* [Reading passage]
-- Begin --

That is, without the necessity of detection sections to be provided newly, the minimal detection section provided usually detects the presence or absence of the sheet 3 and the rise state of the retaining plate 17. This provides cost reduction also, in comparison with a configuration that dedicated sensors are provided for detecting the presence or absence of the sheet 3 and the rise state of the retaining plate 17.
Further, the sheet feed prior to a sheet feed instruction reduces the time of sheet feed in printing operation.
OTHER EMBODIMENTS
The present invention is not limited to the embodiment described above with reference to the drawings. For example, the following embodiments are also included in the scope of technique of the present invention.
(1) In the embodiment given above, the sheet quantity detection section 49 is provided for detecting the quantity of sheets on the retaining plate 17. Then, in the precedence sheet feed control, the CPU 40 controls the main motor 47, the retaining plate drive section 48, the feed roller 5, and the separation roller 6 such that the position of stop of the front end 3A of the sheet 3 is set up depending on the quantity of sheets on the retaining plate 17 detected by the sheet quantity detection section 49. In contrast, the CPU 40 may judge whether the precedence sheet feed control is to be performed depending on the quantity of sheets on the retaining plate 17 detected by the sheet quantity detection section 49. For example, when the quantity of sheets on the retaining plate 17 is 50% or lower of the full load, the precedence sheet feed control may be performed. Then, in case of 50% or higher, the precedence sheet feed control may be not performed. Here, detection of the quantity of sheets may be performed by estimation.
In general, when a large quantity of sheets are present on the retaining plate 17, the retaining plate 17 has a small inclination angle, thereby causing a large curl in the front end 3A of the sheet 3. This is because a smaller inclination angle in the retaining plate 17 results in a larger value of the angle in which at the time of sheet feed, the horizontal plane direction of the sheet 3 on the retaining plate 17 is changed toward the sheet conveyance direction. When the sheet is left in a curled state for a long time, the curl in the front end 3A part of the sheet 3 is maintained and hence easily causes jam. Thus, in this configuration, for example, in case that a larger quantity of sheets are retained on the retaining plate 17, the distance from the sheet end detection sensor 9 to the front end 3A of the sheet 3 on the downstream side in the sheet conveyance direction is reduced more so that the curled part of the sheet 3 is reduced. This avoids the situation that the front end 3A of the sheet 3 is maintained in a curled state.

-- End --

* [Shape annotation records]

-- Begin --

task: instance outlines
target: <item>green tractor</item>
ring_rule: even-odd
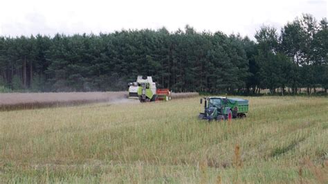
[[[206,97],[204,100],[204,112],[200,113],[199,119],[225,120],[244,118],[248,111],[248,100],[226,97]]]

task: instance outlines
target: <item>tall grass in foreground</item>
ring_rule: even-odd
[[[199,120],[199,98],[0,112],[0,183],[327,182],[328,99],[247,98]]]

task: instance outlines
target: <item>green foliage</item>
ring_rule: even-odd
[[[15,90],[126,90],[138,75],[174,91],[257,93],[260,89],[327,89],[327,19],[303,15],[278,35],[264,26],[256,42],[239,35],[170,33],[0,37],[0,77]],[[19,76],[20,81],[15,76]]]

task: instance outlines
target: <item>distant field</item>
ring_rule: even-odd
[[[172,93],[172,98],[190,98],[197,93]],[[0,111],[72,106],[94,102],[125,103],[127,92],[0,93]]]
[[[245,98],[210,123],[199,98],[0,111],[0,183],[327,183],[328,98]]]

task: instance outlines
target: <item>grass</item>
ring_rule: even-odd
[[[328,98],[246,98],[230,122],[199,98],[0,112],[0,183],[327,183]]]

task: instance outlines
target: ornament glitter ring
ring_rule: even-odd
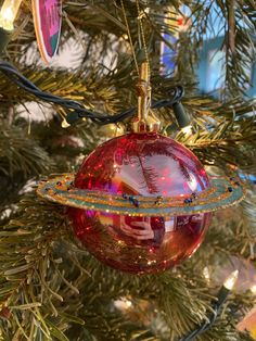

-- End --

* [Challenge 1] Reproduce the sheet feed passage between "Further, the sheet" and "the present invention.", inclusive.
* [Challenge 2] Extend the sheet feed passage with the next part, starting right after its last sentence.

* [Expected output 1]
Further, the sheet feed prior to a sheet feed instruction reduces the time of sheet feed in printing operation.
OTHER EMBODIMENTS
The present invention is not limited to the embodiment described above with reference to the drawings. For example, the following embodiments are also included in the scope of technique of the present invention.

* [Expected output 2]
Here, the detection of the quantity of sheets by the sheet quantity detection section 49 may be performed, for example, by a prediction counter (a down counter) provided in the NVRAM 43 and predicting the quantity of remaining sheets. In this case, in the prediction counter, the count is reset (into the full load quantity) when sheets are charged by a user.
(2) The present invention is applicable also to a sheet feed device 500, as illustrated in FIG. 7, provided with: another sheet feed trays 4 provided under the sheet feed device 500 in the downstream in the sheet conveyance direction relative to the sheet end detection sensor 9; and a common conveyance path P2 shared with the another sheet feed trays 4. In this case, in the precedence sheet feed control, in order that the front end 3A of the sheet 3 should not collide with another sheet fed from the another sheet feed tray 4 into the common conveyance path P2, the CPU 40 adjusts the timing of stop of the operation of the feed roller 5, the separation roller 6, and the separation pad 6A from the ON timing of the sheet end detection sensor 9 and thereby adjusts the amount of feed of the front end 3A of the sheet 3 so that the sheet 3 to be fed is stopped prior to the sheet feed instruction.
In this case, the situation is avoided that the stopped sheet collides with the sheet fed from another sheet feed tray 4. Further, rapid sheet feed is achieved.
Further, in a sheet feed device 500 provided with at least one other sheet feed tray 4 arranged under the sheet feed device 500, the CPU 40 may perform precedence sheet feed control only onto the sheet feed tray(s) 4 other than the lowermost sheet feed tray 4. In this case, the situation is reliably avoided that the sheet stopped by precedence sheet feed control collides with the sheet fed from the lowermost sheet feed tray 4.
In the sheet feed device 500, the retaining plate 17, the feed roller 5, the separation roller 6, the separation pad 6A, the sheet end detection sensor 9, and the conveyance rollers 7 are provided for each sheet feed tray 4. Here, in FIG. 7, illustration of a part of components is omitted for simplicity, and like components are designated by like numerals.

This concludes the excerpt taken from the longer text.